Data items

* * * * *

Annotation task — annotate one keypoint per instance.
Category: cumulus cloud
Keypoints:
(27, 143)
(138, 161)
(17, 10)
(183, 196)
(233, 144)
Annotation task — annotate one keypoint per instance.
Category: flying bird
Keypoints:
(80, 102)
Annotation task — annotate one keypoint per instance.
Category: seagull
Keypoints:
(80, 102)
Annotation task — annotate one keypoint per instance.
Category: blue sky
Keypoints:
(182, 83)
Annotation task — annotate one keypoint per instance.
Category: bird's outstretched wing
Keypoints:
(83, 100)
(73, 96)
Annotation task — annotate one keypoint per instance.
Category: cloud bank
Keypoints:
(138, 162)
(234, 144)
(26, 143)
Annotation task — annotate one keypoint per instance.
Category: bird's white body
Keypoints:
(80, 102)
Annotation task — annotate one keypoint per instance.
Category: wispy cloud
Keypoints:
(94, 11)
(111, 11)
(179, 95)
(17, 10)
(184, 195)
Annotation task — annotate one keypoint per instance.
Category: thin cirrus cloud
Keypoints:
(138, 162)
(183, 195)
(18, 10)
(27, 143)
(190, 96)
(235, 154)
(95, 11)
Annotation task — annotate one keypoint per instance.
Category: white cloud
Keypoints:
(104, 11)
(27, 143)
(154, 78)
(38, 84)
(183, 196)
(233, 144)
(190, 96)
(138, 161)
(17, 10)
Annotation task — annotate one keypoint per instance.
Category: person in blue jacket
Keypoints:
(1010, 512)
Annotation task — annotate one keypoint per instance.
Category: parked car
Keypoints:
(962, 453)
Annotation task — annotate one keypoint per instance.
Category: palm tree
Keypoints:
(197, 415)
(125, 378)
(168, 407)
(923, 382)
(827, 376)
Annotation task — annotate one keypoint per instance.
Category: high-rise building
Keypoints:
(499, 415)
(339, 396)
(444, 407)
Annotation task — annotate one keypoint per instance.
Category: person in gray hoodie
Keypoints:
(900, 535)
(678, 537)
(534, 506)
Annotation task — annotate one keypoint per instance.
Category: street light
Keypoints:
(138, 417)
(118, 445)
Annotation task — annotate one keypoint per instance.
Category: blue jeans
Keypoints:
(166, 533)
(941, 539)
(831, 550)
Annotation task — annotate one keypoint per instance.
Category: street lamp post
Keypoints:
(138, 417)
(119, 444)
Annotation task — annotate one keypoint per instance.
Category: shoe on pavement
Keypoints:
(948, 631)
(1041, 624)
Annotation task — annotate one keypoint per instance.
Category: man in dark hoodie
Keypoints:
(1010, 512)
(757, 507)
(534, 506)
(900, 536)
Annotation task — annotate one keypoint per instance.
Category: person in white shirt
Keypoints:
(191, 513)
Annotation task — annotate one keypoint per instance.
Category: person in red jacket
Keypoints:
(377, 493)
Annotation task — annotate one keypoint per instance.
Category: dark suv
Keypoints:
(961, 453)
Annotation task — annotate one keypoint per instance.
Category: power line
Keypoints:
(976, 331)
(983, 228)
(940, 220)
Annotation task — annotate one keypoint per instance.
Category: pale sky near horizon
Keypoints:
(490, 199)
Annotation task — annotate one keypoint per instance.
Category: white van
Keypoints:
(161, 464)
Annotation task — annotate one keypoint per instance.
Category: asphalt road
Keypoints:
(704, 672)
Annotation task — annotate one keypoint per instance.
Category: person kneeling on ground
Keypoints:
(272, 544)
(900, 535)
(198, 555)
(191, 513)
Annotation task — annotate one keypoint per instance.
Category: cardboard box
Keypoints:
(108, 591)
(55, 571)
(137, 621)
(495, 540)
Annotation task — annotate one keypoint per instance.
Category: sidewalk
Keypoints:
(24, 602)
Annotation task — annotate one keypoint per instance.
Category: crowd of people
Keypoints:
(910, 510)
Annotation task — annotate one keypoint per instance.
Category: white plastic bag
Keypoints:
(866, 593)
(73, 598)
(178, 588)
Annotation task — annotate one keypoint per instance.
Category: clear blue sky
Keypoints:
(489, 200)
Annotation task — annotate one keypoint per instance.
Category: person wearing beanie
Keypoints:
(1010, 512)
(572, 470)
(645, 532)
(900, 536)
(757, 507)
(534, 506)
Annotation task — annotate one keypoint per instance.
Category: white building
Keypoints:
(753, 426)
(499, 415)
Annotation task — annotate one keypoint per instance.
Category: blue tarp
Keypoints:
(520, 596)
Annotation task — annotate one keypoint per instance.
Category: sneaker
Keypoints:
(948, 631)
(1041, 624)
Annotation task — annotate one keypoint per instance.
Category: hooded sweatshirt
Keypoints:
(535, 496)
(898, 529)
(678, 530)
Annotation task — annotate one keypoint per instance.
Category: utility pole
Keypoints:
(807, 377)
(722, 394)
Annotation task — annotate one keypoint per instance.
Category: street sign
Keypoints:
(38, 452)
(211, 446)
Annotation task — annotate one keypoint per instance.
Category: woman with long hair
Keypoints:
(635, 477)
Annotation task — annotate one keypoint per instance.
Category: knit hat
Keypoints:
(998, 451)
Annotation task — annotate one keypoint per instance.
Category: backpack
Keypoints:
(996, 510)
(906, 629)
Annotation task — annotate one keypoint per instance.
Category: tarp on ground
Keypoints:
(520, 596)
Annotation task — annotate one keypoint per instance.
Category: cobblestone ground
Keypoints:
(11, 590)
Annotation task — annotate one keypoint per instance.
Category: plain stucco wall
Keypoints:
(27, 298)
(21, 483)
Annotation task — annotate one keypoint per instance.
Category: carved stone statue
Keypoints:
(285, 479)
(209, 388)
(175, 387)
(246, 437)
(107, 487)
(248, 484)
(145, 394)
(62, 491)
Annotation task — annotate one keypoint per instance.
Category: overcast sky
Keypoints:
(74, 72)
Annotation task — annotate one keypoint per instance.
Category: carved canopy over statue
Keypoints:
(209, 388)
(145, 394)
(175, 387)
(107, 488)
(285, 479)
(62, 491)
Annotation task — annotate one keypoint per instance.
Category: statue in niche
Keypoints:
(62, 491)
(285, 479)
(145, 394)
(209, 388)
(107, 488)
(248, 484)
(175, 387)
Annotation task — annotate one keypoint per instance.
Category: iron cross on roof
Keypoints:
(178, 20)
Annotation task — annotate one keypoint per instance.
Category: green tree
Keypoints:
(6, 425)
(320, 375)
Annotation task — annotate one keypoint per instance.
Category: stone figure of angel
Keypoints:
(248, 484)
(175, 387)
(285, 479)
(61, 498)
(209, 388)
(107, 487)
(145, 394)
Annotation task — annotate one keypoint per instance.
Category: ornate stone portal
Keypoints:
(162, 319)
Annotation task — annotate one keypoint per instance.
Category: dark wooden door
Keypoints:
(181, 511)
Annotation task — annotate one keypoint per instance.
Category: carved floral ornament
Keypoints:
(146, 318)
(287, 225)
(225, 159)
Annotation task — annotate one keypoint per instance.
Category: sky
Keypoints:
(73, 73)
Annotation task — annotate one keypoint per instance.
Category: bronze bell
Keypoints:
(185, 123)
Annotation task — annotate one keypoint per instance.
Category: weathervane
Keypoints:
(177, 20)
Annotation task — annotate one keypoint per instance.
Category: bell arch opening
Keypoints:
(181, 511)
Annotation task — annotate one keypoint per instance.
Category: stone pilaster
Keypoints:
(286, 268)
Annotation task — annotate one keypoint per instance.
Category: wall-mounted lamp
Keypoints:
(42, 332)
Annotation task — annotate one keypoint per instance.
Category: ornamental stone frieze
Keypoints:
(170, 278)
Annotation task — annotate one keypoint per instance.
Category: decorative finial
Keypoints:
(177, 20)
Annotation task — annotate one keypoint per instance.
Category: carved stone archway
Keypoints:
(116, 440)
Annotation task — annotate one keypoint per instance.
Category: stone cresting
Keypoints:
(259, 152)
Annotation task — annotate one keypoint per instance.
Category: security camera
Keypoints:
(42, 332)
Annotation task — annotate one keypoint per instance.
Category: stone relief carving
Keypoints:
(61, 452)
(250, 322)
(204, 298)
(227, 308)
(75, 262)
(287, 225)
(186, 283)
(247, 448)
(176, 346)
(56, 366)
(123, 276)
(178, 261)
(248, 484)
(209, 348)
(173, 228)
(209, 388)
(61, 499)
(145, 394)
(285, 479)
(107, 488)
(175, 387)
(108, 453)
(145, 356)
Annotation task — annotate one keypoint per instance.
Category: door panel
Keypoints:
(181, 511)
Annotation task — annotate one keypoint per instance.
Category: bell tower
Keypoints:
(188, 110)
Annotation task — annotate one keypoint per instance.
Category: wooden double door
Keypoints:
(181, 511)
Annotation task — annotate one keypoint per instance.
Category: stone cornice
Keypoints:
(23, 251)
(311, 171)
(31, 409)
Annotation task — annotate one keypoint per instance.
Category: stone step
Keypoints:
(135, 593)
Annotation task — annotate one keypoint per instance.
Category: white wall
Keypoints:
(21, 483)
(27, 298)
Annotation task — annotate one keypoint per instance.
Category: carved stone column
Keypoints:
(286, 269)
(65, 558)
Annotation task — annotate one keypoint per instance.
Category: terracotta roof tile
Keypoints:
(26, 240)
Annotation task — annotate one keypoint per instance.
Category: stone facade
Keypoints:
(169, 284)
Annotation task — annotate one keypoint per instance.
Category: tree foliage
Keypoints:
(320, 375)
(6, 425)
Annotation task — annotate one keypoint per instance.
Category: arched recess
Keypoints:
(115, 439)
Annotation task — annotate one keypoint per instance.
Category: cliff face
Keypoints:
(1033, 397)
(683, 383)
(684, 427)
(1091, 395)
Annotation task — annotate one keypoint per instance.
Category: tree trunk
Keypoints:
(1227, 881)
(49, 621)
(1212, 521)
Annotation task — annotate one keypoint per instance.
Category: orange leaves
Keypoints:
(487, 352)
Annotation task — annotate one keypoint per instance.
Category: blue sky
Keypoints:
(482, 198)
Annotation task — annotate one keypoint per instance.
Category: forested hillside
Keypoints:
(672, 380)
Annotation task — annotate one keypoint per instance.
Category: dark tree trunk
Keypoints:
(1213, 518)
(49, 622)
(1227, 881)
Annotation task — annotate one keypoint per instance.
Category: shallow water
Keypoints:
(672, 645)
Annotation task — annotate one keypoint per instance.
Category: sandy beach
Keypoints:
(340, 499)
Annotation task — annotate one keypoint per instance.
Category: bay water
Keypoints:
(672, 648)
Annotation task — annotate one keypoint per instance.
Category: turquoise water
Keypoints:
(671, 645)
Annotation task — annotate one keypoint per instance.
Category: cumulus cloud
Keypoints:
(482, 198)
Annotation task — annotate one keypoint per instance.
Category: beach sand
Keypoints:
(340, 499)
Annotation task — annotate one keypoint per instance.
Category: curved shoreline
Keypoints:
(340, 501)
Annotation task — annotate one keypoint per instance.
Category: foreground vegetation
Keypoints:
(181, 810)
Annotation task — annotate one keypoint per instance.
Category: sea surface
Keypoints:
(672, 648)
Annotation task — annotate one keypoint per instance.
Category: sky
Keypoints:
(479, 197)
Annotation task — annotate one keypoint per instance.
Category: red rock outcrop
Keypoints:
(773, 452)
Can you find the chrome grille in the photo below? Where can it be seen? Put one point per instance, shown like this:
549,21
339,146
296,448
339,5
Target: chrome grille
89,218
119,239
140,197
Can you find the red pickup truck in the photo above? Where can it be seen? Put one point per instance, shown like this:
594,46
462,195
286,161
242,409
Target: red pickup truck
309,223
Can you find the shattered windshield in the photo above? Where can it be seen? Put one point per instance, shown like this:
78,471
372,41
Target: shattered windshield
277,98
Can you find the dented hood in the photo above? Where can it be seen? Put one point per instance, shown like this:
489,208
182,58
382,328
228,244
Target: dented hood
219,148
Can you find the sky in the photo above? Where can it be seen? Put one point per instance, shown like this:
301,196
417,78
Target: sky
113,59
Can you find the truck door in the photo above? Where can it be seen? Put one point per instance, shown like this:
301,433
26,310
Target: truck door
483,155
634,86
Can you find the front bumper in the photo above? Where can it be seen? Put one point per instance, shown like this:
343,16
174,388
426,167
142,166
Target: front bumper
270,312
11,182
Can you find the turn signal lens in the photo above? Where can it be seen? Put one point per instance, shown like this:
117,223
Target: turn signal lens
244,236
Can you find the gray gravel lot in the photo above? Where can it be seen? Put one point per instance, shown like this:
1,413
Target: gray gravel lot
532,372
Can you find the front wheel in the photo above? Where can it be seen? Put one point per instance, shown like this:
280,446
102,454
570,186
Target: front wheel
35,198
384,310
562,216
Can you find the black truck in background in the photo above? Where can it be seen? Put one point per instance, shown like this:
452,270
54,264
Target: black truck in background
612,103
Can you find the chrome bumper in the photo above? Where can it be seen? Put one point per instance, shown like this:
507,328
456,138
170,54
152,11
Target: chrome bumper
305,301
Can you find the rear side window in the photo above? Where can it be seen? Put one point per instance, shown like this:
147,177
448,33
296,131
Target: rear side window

* * * * *

REQUEST: Write out word for word the part of the records that opens with the line containing "Can you find the black" and continues through the end of the records.

EXERCISE SOLUTION:
Can you find the black truck in background in the photo above? Where can it be seen? Put one point per instance, shown like this:
452,270
54,264
Target: black truck in background
612,103
Can you find the chrome bumper in the photo above? Where can it be seen? Put one point per instance, shown like this:
507,328
456,138
170,54
152,11
Target: chrome bumper
305,301
Can you find the rear side window in the photo above? Where can it be seen? Put one point per instance, shown like this:
147,177
448,33
296,131
Target: rear side window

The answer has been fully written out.